= 作業内容 =
[1] 下記の本文抜粋のうち、「言葉とメロディーがネット上で」から「1つめは「音楽に対する敷居を下げる」ということです。」までを一字一句違えずに書き写してください。
[2] 以下の記録から、文字列「hair」を含む行をすべて示してください。大文字と小文字は区別するものとします。

= 本文抜粋 =
>>>>

言葉とメロディーがネット上で出会い音楽を生み出す。音楽を軸に、地域、世代を超えたコミュニティをつくりたい、子どもたちに敷居が高いと思われがちな「音楽」により親しんでもらいたい、そのような想いから、社団法人音楽制作者連盟と特定非営利活動法人CANVASが共催で企画した今までにない取組です。

■おとコトひろばとは
「おとコトひろば」は、小中学生の作詞作曲コンテストです。
しかし、普通のコンテストとは少し違います。タイトルのとおり「おと」と「コトバ」が出会い、たくさんの楽曲が生まれるネット上の「ひろば」を作ることを目的とした企画です。
ですから、コンテストといいながらも、音楽の知識や技術を競うものではありません。歌詞やメロディーを友だちと一緒に作りだすプロセスを楽しむこと、生み出した作品を広く世の中に発信することを促そうというものなのです。
具体的には、まず、ウェブサイトを通じて、小中学生に向けて、日常感じていることを『詞』で表現してみることを呼びかけます。次に、集まった詞をウェブサイトに掲載し、曲をつけてくれる人を募集します。最後に、ライブハウスで作詞者と作曲者がはじめて顔を合わせ、共作の楽曲を演奏する場を設けます。
その際には、プロのミュージシャンと共同で作業することを考えています。コンテスト期間中にも、プロのミュージシャンによるワークショップを開き、さまざまな音楽体験を子どもたちに提供する計画です。

■特徴1「音楽に対する敷居を下げる」
「おとコトひろば」には3つの狙いがあります。
1つめは「音楽に対する敷居を下げる」ということです。
今まで限られた人の表現領域であった音楽の創作活動を、誰でもが参加できるものにしたいということです。クレヨンでお絵かきをする、粘土でオブジェをつくる。それらと比較して、音楽の敷居はとても高いのではないか、と思います。楽器を奏でるにはたくさんの練習が必要ですし、作曲はいつからか特殊な知識を持った専門家だけのものになってしまいました。それをみんなに取り戻す。
歌詞だけでも、曲だけでも応募はできます。歌詞は、好きな人のこと、今日読んだ本のこと、感動した映画のこと、どんなことでも構いません。曲も、けんばんハーモニカで作ってみました、ギターで弾き語ってみました、ピアノを弾いていたらこんな曲ができました、というものはもちろん、パッと思いついた鼻歌でもよいのです。メロディーを録音して送ってくれればそれで大丈夫。事務局に電話をして歌ってくれれば、こちらで録音だって行います。楽譜にしたものでも構いません。バンドを作って、オリジナル曲を演奏して、それを送ってくれてもいいです。
音楽なんて良く分からない!そんな子どもたちのためにもこの広場は存在するのです。学校からひとりで帰る時、友達とショッピングで盛り上がる時、自然ともれる何気ないメロディー、頭の中からわきでる言葉を募集しています。

<<<<

= 生の記録 =
>>>>

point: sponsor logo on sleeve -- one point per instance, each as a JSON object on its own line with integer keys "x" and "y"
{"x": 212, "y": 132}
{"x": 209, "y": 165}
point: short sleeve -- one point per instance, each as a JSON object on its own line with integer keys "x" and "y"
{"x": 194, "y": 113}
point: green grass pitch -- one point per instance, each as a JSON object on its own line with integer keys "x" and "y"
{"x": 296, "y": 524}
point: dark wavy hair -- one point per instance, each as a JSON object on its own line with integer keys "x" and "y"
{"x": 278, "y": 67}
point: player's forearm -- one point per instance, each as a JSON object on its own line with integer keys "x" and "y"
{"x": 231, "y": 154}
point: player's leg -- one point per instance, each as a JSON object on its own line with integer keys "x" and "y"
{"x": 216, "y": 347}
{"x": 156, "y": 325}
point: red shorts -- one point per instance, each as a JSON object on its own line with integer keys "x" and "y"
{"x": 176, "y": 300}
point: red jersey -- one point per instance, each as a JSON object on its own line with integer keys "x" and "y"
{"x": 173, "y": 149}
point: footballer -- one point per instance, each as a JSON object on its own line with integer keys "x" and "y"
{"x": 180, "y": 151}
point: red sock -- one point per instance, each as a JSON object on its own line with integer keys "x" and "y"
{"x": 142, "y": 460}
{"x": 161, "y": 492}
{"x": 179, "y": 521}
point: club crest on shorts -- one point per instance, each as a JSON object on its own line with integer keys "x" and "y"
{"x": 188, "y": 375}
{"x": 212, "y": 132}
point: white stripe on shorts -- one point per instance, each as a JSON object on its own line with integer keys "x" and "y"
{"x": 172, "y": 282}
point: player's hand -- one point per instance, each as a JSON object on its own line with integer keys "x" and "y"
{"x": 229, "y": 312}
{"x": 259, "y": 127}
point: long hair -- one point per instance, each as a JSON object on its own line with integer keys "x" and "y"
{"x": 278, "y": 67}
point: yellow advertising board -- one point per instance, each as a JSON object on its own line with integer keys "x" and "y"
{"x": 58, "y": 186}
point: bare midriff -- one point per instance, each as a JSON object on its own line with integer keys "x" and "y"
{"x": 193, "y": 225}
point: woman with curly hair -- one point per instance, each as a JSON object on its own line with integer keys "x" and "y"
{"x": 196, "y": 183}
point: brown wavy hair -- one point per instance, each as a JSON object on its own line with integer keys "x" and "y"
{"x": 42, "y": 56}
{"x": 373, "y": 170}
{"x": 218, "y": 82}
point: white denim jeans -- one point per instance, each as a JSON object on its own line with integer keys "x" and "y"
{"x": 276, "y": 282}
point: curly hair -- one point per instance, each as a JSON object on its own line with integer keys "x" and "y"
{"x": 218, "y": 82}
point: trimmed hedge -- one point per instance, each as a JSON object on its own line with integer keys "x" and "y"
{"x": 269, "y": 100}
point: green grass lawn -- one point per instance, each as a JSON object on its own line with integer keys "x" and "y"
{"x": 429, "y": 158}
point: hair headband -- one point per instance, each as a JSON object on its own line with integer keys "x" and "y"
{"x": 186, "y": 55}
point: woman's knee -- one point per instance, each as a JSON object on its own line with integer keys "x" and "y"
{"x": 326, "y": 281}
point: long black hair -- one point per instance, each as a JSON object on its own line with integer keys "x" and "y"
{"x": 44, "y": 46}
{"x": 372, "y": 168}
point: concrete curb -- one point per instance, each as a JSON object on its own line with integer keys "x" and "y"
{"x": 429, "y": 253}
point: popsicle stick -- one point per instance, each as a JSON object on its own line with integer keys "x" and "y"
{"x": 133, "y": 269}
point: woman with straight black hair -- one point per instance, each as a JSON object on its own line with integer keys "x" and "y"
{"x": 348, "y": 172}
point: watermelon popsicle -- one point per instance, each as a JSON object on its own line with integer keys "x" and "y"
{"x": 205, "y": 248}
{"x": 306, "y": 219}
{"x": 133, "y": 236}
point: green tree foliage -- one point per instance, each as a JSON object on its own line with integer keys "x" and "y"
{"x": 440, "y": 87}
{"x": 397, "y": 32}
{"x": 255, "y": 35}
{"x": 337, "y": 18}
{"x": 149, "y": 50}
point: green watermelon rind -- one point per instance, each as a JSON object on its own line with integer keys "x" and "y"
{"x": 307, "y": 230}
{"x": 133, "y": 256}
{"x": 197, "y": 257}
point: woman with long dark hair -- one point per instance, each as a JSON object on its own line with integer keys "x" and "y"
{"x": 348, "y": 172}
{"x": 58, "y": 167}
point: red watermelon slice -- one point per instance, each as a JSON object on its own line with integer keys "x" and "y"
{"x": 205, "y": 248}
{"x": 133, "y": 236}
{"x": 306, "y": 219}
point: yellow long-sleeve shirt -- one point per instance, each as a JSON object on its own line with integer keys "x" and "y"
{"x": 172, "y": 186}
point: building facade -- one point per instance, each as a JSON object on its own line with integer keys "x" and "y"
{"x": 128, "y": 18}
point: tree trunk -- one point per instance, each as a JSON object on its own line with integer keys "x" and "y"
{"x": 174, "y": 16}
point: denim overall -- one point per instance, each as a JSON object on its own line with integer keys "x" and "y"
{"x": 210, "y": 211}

<<<<

= 回答一覧 =
[1]
言葉とメロディーがネット上で出会い音楽を生み出す。音楽を軸に、地域、世代を超えたコミュニティをつくりたい、子どもたちに敷居が高いと思われがちな「音楽」により親しんでもらいたい、そのような想いから、社団法人音楽制作者連盟と特定非営利活動法人CANVASが共催で企画した今までにない取組です。

■おとコトひろばとは
「おとコトひろば」は、小中学生の作詞作曲コンテストです。
しかし、普通のコンテストとは少し違います。タイトルのとおり「おと」と「コトバ」が出会い、たくさんの楽曲が生まれるネット上の「ひろば」を作ることを目的とした企画です。
ですから、コンテストといいながらも、音楽の知識や技術を競うものではありません。歌詞やメロディーを友だちと一緒に作りだすプロセスを楽しむこと、生み出した作品を広く世の中に発信することを促そうというものなのです。
具体的には、まず、ウェブサイトを通じて、小中学生に向けて、日常感じていることを『詞』で表現してみることを呼びかけます。次に、集まった詞をウェブサイトに掲載し、曲をつけてくれる人を募集します。最後に、ライブハウスで作詞者と作曲者がはじめて顔を合わせ、共作の楽曲を演奏する場を設けます。
その際には、プロのミュージシャンと共同で作業することを考えています。コンテスト期間中にも、プロのミュージシャンによるワークショップを開き、さまざまな音楽体験を子どもたちに提供する計画です。

■特徴1「音楽に対する敷居を下げる」
「おとコトひろば」には3つの狙いがあります。
1つめは「音楽に対する敷居を下げる」ということです。

[2]
point: dark wavy hair -- one point per instance, each as a JSON object on its own line with integer keys "x" and "y"
point: long hair -- one point per instance, each as a JSON object on its own line with integer keys "x" and "y"
point: woman with curly hair -- one point per instance, each as a JSON object on its own line with integer keys "x" and "y"
point: brown wavy hair -- one point per instance, each as a JSON object on its own line with integer keys "x" and "y"
point: curly hair -- one point per instance, each as a JSON object on its own line with integer keys "x" and "y"
point: hair headband -- one point per instance, each as a JSON object on its own line with integer keys "x" and "y"
point: long black hair -- one point per instance, each as a JSON object on its own line with integer keys "x" and "y"
point: woman with straight black hair -- one point per instance, each as a JSON object on its own line with integer keys "x" and "y"
point: woman with long dark hair -- one point per instance, each as a JSON object on its own line with integer keys "x" and "y"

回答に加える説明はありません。